• _Consigne_:
Recopiez toutes les lignes de la liste ci-dessous, lignes de demande comprises, en décalant de 150 chaque nombre des coordonnées données en réponse. Ne reprenez pas les images.

::: Document source

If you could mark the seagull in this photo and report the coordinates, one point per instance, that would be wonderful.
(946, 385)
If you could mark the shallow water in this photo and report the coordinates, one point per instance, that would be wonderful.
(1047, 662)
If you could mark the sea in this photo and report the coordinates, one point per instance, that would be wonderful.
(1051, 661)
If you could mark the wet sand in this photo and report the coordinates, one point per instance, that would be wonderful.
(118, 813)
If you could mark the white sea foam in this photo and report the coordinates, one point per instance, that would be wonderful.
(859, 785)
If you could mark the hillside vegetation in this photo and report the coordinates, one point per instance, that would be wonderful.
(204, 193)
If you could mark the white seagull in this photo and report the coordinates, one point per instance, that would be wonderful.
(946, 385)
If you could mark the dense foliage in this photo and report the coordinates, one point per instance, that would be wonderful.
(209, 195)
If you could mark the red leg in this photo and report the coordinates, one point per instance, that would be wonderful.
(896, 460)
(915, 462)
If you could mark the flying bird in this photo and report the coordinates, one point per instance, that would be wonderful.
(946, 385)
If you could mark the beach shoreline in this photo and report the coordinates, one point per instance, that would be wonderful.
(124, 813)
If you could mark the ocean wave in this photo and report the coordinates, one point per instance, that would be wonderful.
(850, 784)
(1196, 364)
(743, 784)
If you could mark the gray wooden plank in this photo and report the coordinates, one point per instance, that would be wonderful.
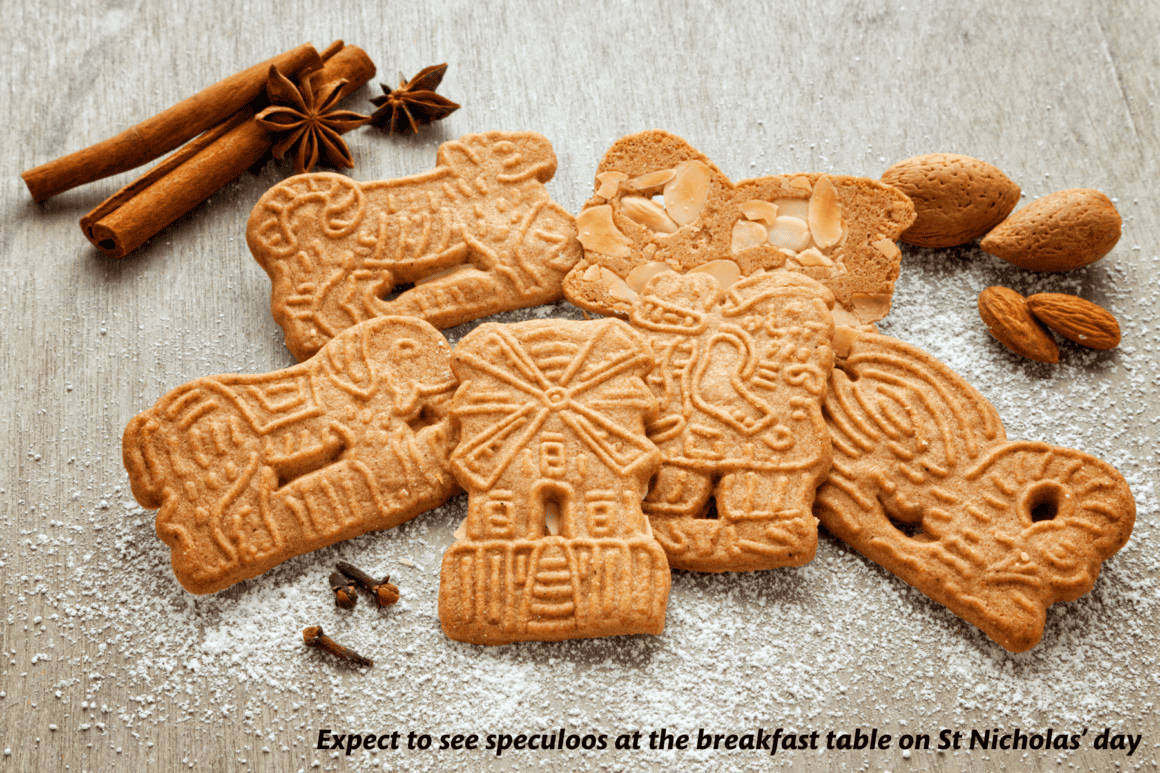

::::::

• _Réponse_:
If you could mark the seagull in this photo and report the coordinates, one point per instance, that would be wonderful.
(1096, 535)
If you could mark the shallow water in this photo and report the coordinates, one point per instance, that would be wonderful.
(1197, 812)
If you could mark the sea in this photo and report the coordinates, one point per instance, that would be wonderful.
(1201, 811)
If you could mark the wet sand in this photo and report the coordinates, one point per instance, that would be wonderful.
(268, 963)
If you could mark the white sea foam in this photo and report the coordinates, one point per instance, that would be wonderful.
(1009, 935)
If you could mark the hillside vegetation in this photo and report the coordinates, one point per instance, that would be wonderful.
(354, 343)
If you could mark the white seagull in this photo and report the coordinates, one point per instance, that would be wonderful.
(1096, 535)
If you could mark the dense foliage in this photo and report the coordinates, one point per instance, that would be wonderful.
(359, 345)
If you could mark the red leg in this photo and report the coordinates, one point per instance, that would be wonderful.
(1046, 610)
(1065, 612)
If you could mark the flying bird in this photo and report the coordinates, one point per instance, that would be wonderful.
(1096, 535)
If you could mark the beach shoreline in this photo and report the coordinates, one point per instance, that would be wonderful.
(274, 963)
If you could mark the ocean wave in this photo and report the coordinates, one point per instance, that would be wonderful.
(1000, 934)
(1346, 514)
(893, 934)
If you could mark the gray wooden plank in this photo and report the coordinates, one point per instance, that would be wonderful.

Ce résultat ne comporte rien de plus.